▶ [Supplied text]:
%%

Since 19 November, the Houthis have carried out 28 drone and missile attacks in the Red Sea. In response, the United States (US) and the United Kingdom (UK) have launched attacks on Yemen to destroy Houthi capabilities.


The Houthi Attacks Have Impacted Global Trade

The attacks by the Houthis, in solidarity with the Palestinians, have majorly impacted the Israeli economy, with an 85 per cent drop in port activities of the latter's only Red Sea port, the Port of Eilat. The port handles most of Israel's potash exports and imports of cars made by China. China's largest state-owned shipping company, COSCO, has suspended shipping to Israel through the Red Sea. Such disruptions can also eat into Israel's growing share in the liquefied natural gas (LNG) market.

But, even more, the Houthi attacks have impacted global trade.

The Red Sea is a major global maritime route which handles almost 12 per cent of worldwide shipping, handling 50 ships daily full of cargo amounting to anywhere between 3 to 9 billion US dollars. The Houthi attacks, according to reports based on data released by Clarkson Research, have cut the Red Sea's freight traffic by 44 per cent, significantly increasing both travel time and cost. Oil prices have also increased by one per cent since 12 January.

In response to these attacks on 18 December, the US launched Operation Prosperity Guardian — a multinational coalition to respond to the Houthi attacks. The operation was immediately condemned by China and Russia, who saw this as yet another endeavour to expand US presence in the Red Sea.


The Red Sea Has Become an Extensively Militarised Zone

A UN Security Council (UNSC) resolution was hammered out with great difficulty on 10 January, but Russia and China abstained. The resolution condemned “in the strongest terms” the multiple attacks by Houthi rebels off the coast of Yemen, and raised fears of a spillover from the war in Gaza. It is a welcome move; after all, since the beginning of this brutal conflict, this is the only second resolution that the UNSC has managed to adopt, pointing to the common threat that the Houthis pose.

The same day on which the UN resolution was adopted, the Houthis fired the largest barrage of more than 20 drones and missiles at international ships and warships in the Red Sea. In response, the US and UK hit over 60 Yemeni targets on 11 and 13 January. Some reports say that attacks were launched yesterday too. The Houthis have vowed retaliation and fired an anti-cruise missile at the USS Laboon, which was operating in the Southern Red Sea. A statement by the US Central Command said, "...The missile was shot down in the vicinity of the coast of Hudaydah by a US fighter aircraft."

%%

▶ [Task instructions]:
1 – Using the piece on the Houthi attacks in the Red Sea, decide whether each statement agrees with it: (a) The Port of Eilat saw an 85 per cent drop in port activities. (b) Russia and China voted in favor of the UNSC resolution of 10 January. (c) The Red Sea handles almost 12 per cent of worldwide shipping. Answer yes or no for each and quote the deciding words.
2 – Carry on the piece on the Houthi attacks in the Red Sea, starting after its last sentence.

(Items from a labeling collection)
%%

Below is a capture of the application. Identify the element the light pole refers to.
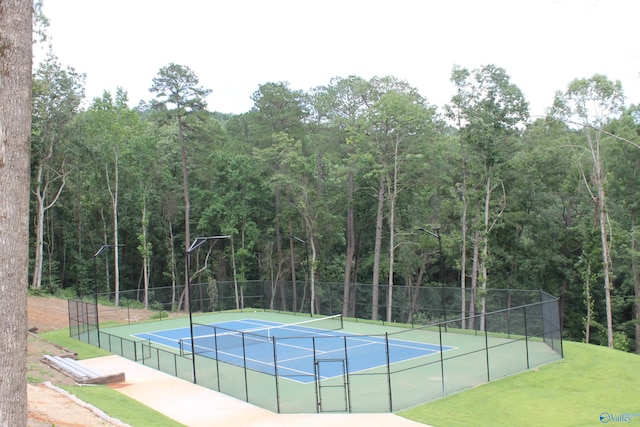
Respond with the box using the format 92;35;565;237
186;236;231;384
93;245;124;347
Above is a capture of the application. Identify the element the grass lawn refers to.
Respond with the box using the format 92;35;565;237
39;328;183;427
400;341;640;427
62;386;184;427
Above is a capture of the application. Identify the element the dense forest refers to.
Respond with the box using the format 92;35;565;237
30;38;640;353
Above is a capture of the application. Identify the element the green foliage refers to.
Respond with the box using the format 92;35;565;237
31;65;640;350
401;341;640;427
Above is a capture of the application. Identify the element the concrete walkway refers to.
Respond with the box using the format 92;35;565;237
82;356;425;427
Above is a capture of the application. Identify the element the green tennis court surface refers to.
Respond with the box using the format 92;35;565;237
133;316;455;383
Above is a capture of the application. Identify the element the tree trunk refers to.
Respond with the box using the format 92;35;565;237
584;261;593;344
0;0;33;427
342;171;356;316
140;193;151;309
178;117;191;311
371;175;385;320
31;137;68;289
107;147;120;307
469;230;480;329
460;138;468;329
631;230;640;354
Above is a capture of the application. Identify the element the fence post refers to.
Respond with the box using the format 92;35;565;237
384;332;393;412
522;305;528;369
438;319;442;396
482;313;491;382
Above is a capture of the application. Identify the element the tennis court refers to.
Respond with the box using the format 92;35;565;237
133;315;455;383
69;283;562;414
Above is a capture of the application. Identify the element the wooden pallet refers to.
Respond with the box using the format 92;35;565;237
42;355;124;384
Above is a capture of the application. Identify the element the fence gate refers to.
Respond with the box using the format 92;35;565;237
315;359;351;412
67;299;99;347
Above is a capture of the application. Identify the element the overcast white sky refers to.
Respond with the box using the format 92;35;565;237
44;0;640;115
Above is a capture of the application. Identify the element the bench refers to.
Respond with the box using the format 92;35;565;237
42;355;124;384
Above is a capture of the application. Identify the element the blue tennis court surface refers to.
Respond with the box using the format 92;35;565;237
134;319;455;383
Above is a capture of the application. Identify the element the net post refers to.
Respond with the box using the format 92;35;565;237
384;332;393;412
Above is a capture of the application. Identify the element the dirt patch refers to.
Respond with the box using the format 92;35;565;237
27;296;170;427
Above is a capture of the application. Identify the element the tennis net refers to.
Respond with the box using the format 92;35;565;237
179;314;343;356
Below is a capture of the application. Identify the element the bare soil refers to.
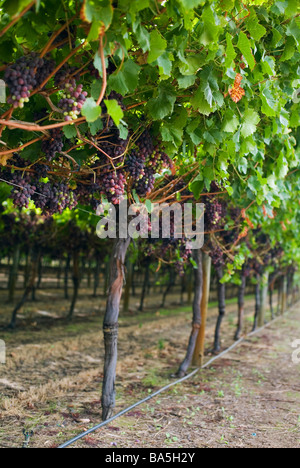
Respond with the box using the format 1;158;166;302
0;284;300;448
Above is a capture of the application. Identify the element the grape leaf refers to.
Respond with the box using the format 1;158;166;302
148;29;167;63
108;60;140;96
104;99;124;127
147;83;176;120
237;32;255;69
241;109;260;138
81;98;101;122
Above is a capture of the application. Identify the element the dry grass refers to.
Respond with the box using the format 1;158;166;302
0;284;300;448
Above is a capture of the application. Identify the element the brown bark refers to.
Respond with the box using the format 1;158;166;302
102;238;130;420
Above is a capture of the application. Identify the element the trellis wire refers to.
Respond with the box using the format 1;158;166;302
57;311;288;448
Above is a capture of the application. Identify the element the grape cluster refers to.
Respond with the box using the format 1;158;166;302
9;172;36;208
98;135;128;166
175;238;192;277
209;246;225;268
4;52;55;108
58;78;87;122
205;197;226;231
34;164;50;180
126;150;146;181
148;147;173;173
100;170;126;205
42;128;64;161
134;167;155;197
33;182;77;216
75;183;100;209
136;130;155;159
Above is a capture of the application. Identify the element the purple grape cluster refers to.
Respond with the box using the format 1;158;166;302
126;150;146;181
100;135;128;166
136;130;155;159
100;170;126;205
42;128;64;161
175;238;192;277
58;78;88;122
9;172;36;208
209;246;225;268
33;182;77;216
205;197;226;231
75;183;100;209
134;167;155;197
4;52;55;108
147;147;173;173
34;164;50;180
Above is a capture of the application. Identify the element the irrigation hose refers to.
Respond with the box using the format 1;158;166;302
57;306;294;448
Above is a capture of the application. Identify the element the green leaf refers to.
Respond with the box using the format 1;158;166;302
118;121;129;140
177;75;197;89
222;110;239;133
1;0;31;16
157;52;173;78
89;119;103;136
237;32;255;69
81;0;114;29
199;6;221;46
191;87;214;116
260;55;276;76
134;24;150;53
104;99;124;127
241;109;260;138
246;13;267;41
189;174;204;200
224;33;236;68
148;29;167;63
161;124;183;147
63;125;77;139
179;0;205;10
147;83;176;120
286;18;300;45
108;60;141;96
280;37;296;62
81;98;101;122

%%

▶ [Results by task]:
1 –
(a) Yes: "with an 85 per cent drop in port activities of the latter's only Red Sea port, the Port of Eilat"
(b) No: "but Russia and China abstained"
(c) Yes: "handles almost 12 per cent of worldwide shipping"

2 –
Attacks by Iran-backed militia groups in Iraq and Syria, targetting US troops stationed there have also increased, though without any casualties or damages. China and Russia have also condemned the West's attacks on Yemen. Both have excellent relations with Iran. Meanwhile, Iran has also deployed a warship to the Red Sea, and reports say that the government praised the Houthis for standing by the Palestinians. Consequently, the Red Sea has become an extensively militarised zone, with the Houthis, in spite of their statements, also targetting ships not destined for Israeli ports.

India has also increased its maritime security operations independently, dispatching 10 warships in the Arabian Sea. This decision came in the wake of the attacks on two India-bound cargo ships in December last year. More recently, on 5 January, the INS Chennai successfully thwarted the attempted hijacking of MV Lila Norfolk in the Arabian Sea, rescuing the 21-member crew. Besides, the rerouting issue is affecting at least 20-25 per cent of India’s total merchandise trade, particularly impacting the cargo bound for Europe and the US East Coast.

Yet, India has refused to be part of Operation Prosperity Guardian, so as not to become a deliberate target of the Houthis. Other major stakeholders in the safety and security of the Red Sea's shipping, like Egypt and Saudi Arabia, have refused to join the coalition as well.


The Situation That is Developing is Ominous

Over the decades, the US, Israel, and Iran have been carefully calibrating their actions in response to provocations by either side. The low profile proxy war in different parts of West Asia has managed to keep the conflict from escalating.

This time, however, the containment is very fragile. The Houthis have prevailed over the Saudi-Emirati coalition's war against it. The China brokered Iran-Saudi truce is no longer relevant. And with the war between the Ukraine (supported by the West) and Russia, showing no signs of ending, also threatens to spill over into the Red Sea.

The only way out, is not further militarisation of the region, but a ceasefire. India has always been calling for a ceasefire from the beginning of the conflict while harshly condemning Hamas' 7 October attacks (a 100 days ago from today). The Arab world has been calling for a ceasefire too, and so have Russia, China, and France.

In the last UNSC vote for a ceasefire resolution in December (introduced by the United Arab Emirates), the US was the only country that voted against it. Australia, whose foreign minister has embarked on a tour of the Middle East, has also called for a ceasefire. Israel's plans to expel Palestinians from Gaza have no takers. Its disproportionate assault on Gaza has been unprecedented, even by Israeli standards.

The US, too has acknowledged this. According to the Wall Street Journal, till mid-December, Israel had dropped 29,000 bombs, munitions, and shells on Gaza, destroying nearly 70 per cent of its homes and half of its buildings. Meanwhile, the International Court of Justice is hearing the charges made by South Africa accusing Israel of committing genocide against the Palestinians in Gaza.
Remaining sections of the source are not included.